Exercise prompt
Exactly reproduce the lines from the line containing "I need to know where the white wooden" to the end of the data below, inclusive, and nothing else.

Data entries
** Begin **

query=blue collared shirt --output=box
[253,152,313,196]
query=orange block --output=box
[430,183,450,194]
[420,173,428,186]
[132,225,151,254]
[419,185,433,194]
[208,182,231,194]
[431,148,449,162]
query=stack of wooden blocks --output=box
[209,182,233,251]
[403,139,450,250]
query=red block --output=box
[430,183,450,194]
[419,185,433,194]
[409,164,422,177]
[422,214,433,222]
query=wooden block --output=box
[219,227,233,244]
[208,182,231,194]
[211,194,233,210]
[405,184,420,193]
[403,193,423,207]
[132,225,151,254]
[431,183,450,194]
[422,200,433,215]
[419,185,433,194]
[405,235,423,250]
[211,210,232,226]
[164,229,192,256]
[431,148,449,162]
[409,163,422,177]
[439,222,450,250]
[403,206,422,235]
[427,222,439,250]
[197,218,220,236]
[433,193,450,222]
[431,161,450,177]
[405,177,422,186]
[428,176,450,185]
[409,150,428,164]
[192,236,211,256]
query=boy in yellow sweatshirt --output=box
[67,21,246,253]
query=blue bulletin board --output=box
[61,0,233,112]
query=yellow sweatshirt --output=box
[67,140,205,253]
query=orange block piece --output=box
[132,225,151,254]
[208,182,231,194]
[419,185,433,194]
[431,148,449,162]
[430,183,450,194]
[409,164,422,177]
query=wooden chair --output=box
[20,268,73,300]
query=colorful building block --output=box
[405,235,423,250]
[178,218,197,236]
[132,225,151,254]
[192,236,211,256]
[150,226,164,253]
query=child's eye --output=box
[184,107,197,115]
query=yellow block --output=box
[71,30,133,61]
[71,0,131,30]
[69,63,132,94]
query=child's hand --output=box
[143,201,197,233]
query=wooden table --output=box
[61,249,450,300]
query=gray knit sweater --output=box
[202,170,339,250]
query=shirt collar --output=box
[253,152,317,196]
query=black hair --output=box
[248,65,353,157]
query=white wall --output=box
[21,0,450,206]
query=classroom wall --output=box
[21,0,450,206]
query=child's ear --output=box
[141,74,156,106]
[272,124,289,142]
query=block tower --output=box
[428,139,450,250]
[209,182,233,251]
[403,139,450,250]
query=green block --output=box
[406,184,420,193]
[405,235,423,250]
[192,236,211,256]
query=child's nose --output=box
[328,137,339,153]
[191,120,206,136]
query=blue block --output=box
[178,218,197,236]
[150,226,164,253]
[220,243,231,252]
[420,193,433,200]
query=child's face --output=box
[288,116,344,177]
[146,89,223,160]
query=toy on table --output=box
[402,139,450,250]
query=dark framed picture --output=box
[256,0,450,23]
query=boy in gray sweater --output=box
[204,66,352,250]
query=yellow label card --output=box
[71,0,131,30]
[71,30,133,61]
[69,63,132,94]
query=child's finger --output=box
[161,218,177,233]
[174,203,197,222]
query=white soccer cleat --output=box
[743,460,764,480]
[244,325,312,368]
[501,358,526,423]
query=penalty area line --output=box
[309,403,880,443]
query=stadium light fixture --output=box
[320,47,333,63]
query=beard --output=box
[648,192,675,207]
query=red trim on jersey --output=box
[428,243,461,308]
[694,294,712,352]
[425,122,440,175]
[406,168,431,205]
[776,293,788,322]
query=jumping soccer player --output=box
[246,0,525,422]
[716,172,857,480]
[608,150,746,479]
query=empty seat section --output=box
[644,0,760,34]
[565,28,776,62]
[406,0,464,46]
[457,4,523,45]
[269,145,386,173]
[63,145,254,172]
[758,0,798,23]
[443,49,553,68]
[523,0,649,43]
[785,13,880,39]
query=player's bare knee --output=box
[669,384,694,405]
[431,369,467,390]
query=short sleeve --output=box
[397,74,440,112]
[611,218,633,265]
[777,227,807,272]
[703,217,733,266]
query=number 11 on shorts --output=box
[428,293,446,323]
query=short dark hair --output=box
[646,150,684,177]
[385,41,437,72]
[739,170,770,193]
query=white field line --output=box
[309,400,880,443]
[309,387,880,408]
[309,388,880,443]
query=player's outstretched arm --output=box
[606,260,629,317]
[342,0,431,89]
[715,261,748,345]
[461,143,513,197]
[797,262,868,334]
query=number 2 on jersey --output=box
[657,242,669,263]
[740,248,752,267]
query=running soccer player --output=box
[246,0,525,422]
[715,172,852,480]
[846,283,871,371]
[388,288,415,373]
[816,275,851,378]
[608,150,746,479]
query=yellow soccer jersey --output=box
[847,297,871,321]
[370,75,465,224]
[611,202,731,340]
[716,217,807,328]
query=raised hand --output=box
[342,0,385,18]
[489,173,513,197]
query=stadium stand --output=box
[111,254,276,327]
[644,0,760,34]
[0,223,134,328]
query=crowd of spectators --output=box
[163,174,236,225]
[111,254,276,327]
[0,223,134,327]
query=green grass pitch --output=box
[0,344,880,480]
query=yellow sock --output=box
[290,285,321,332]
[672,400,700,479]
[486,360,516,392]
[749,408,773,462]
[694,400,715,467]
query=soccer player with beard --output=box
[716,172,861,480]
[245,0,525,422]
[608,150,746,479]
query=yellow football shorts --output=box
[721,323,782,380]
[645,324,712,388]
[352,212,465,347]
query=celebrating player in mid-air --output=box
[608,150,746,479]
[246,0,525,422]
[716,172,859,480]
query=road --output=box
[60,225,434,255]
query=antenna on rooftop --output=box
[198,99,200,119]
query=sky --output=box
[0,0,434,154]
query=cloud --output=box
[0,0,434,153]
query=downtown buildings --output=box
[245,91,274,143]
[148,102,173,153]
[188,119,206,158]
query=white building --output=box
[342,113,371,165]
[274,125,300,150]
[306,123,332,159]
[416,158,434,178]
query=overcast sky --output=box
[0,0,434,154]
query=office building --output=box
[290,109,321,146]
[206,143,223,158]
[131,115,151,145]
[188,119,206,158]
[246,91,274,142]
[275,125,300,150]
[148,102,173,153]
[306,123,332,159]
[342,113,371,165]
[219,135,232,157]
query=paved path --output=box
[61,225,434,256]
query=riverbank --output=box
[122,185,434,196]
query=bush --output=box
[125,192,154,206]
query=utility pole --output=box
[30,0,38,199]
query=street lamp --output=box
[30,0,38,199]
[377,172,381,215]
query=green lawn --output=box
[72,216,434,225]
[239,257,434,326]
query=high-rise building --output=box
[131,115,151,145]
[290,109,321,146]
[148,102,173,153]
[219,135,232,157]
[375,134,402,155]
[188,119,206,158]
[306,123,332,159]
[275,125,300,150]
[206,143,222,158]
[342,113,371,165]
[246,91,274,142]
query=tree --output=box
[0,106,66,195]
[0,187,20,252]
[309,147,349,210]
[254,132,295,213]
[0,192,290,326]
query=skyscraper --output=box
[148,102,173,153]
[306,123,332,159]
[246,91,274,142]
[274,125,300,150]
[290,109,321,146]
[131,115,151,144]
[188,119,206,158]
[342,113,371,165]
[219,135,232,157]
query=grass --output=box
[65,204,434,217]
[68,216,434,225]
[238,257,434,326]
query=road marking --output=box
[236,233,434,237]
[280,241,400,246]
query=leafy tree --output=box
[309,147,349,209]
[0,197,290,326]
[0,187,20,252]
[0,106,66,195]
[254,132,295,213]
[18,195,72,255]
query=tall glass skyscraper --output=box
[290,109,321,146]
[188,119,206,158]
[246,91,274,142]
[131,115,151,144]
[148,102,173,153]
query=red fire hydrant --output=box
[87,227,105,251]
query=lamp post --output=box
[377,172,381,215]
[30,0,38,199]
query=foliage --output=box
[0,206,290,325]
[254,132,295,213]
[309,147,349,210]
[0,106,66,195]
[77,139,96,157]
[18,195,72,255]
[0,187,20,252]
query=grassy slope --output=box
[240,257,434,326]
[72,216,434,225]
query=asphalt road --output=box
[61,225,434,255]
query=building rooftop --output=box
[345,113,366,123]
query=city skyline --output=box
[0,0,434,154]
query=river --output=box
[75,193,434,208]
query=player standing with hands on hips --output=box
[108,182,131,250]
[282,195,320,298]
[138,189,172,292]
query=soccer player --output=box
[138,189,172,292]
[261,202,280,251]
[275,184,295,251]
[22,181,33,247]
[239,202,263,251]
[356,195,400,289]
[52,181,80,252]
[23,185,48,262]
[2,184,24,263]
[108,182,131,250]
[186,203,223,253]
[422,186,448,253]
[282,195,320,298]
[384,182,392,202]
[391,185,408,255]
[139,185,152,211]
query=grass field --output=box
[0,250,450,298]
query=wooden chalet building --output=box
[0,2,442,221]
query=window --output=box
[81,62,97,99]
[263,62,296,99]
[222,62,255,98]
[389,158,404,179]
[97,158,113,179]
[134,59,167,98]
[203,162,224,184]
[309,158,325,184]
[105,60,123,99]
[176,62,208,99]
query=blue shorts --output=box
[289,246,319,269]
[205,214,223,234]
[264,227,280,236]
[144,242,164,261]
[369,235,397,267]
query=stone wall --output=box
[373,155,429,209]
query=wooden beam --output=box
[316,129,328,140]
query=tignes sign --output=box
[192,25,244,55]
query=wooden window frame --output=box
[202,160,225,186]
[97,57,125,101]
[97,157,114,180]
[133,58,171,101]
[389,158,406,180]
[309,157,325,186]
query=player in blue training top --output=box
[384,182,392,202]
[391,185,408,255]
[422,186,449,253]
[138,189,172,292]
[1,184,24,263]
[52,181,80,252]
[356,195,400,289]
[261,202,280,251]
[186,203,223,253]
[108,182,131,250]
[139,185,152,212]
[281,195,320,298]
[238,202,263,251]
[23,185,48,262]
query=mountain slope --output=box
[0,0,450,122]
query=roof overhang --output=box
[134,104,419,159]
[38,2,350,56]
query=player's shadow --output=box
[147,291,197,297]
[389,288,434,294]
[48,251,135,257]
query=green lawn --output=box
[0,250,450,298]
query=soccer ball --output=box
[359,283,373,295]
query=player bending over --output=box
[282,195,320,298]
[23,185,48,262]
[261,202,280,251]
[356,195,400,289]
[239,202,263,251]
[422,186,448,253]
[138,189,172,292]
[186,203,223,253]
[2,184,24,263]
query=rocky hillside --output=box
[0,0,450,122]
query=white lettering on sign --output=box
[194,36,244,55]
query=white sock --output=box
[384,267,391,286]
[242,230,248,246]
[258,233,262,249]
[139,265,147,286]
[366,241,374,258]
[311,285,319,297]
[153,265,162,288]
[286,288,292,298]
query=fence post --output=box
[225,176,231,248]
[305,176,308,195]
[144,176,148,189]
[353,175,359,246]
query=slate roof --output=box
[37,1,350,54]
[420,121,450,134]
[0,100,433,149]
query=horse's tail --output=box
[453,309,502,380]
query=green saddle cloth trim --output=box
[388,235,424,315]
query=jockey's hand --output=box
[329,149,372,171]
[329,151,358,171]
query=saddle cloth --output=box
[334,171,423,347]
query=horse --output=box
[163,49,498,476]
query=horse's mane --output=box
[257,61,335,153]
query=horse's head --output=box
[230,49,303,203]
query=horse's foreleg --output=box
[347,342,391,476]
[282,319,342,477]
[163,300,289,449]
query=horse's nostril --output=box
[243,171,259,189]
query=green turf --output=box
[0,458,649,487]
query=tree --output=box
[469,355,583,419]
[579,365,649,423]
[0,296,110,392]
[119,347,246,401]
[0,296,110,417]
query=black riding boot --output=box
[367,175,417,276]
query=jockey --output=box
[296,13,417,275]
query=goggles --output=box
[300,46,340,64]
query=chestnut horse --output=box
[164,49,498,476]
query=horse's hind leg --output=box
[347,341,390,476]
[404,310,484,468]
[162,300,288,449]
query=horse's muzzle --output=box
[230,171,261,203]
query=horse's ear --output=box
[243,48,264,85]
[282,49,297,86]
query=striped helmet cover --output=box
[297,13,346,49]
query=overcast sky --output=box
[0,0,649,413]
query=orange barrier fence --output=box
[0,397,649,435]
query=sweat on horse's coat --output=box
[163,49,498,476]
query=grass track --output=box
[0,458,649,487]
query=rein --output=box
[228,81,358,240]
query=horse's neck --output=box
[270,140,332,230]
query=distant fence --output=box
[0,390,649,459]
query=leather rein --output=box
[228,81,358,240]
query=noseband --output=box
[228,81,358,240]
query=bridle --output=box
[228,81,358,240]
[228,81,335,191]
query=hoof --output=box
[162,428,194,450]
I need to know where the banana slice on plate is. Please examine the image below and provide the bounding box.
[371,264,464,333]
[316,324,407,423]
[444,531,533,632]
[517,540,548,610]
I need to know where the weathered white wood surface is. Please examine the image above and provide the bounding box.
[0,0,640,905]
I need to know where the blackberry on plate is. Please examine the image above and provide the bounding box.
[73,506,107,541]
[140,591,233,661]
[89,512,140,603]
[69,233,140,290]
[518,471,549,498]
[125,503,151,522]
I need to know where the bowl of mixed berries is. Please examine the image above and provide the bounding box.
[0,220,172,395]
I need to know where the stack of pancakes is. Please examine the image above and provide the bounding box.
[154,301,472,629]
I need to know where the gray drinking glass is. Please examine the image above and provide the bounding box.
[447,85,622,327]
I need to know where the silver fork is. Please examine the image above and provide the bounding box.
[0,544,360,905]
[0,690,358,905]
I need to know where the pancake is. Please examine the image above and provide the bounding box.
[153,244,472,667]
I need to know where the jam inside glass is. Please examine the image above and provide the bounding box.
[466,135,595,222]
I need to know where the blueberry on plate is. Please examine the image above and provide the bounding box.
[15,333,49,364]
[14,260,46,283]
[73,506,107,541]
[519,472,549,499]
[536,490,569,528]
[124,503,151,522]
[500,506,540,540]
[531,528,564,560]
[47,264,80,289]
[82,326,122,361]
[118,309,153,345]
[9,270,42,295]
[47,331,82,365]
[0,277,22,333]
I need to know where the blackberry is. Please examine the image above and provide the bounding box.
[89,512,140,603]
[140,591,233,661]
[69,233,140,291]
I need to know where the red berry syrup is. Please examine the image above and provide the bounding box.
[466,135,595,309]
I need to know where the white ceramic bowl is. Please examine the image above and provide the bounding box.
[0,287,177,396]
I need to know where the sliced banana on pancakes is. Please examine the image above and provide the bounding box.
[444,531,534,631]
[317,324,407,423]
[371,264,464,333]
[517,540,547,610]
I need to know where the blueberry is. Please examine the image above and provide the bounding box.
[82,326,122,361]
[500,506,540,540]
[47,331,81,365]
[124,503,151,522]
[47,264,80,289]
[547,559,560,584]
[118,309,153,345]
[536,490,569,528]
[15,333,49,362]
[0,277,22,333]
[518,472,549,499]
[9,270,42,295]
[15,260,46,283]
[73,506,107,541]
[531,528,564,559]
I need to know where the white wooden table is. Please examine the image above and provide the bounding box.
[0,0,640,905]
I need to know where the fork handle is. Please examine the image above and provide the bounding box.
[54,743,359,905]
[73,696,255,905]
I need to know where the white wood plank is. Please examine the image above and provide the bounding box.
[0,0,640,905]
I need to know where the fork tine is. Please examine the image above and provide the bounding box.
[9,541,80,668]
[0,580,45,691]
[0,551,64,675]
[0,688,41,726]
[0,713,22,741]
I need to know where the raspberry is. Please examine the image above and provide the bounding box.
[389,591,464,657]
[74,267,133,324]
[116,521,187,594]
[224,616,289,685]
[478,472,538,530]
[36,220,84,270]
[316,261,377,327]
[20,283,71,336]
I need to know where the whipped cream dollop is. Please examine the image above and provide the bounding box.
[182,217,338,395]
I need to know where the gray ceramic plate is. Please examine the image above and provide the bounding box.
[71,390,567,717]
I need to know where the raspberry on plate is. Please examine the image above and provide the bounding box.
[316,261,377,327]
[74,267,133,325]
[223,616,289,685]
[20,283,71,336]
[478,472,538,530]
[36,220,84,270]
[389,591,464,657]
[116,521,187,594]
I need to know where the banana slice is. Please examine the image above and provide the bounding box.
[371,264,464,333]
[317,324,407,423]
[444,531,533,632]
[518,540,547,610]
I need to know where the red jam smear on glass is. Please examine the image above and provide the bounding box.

** End **

Response
I need to know where the white wooden table is. Please examine the image above and provide the bounding box.
[0,0,640,905]
I need to know where the fork handle is. Please examine the image above and provide the bounding box.
[54,743,359,905]
[73,696,255,905]
I need to know where the white wood plank is. Please examine the image above and provide the bounding box.
[0,0,640,905]
I need to know where the fork tine is. Please examine the image above and provide the bounding box.
[9,541,80,668]
[0,580,45,691]
[0,551,64,675]
[0,688,41,726]
[0,713,22,741]
I need to know where the raspberry is. Please examine the image above and provide the bounding box.
[389,591,464,657]
[74,267,133,324]
[116,521,187,594]
[224,616,289,685]
[478,472,538,530]
[36,220,84,270]
[316,261,377,327]
[20,283,71,336]
I need to know where the whipped cream dollop is. Please examine the image above and provide the bounding box.
[182,217,338,395]
I need to know where the gray ceramic plate is. Please examine the image above and provide the bounding box.
[71,390,567,717]
I need to know where the raspberry on plate is. Please examine the image above and provide the bounding box.
[316,261,377,327]
[74,267,133,325]
[223,616,289,685]
[20,283,71,336]
[478,472,538,530]
[36,220,84,270]
[389,591,464,657]
[116,521,187,594]
I need to know where the banana slice is. Please examine the image above and provide the bounding box.
[371,264,464,333]
[317,324,407,423]
[444,531,533,632]
[518,540,547,610]
I need to know where the red jam smear on glass is. Please examine the image above and provide the bounding box.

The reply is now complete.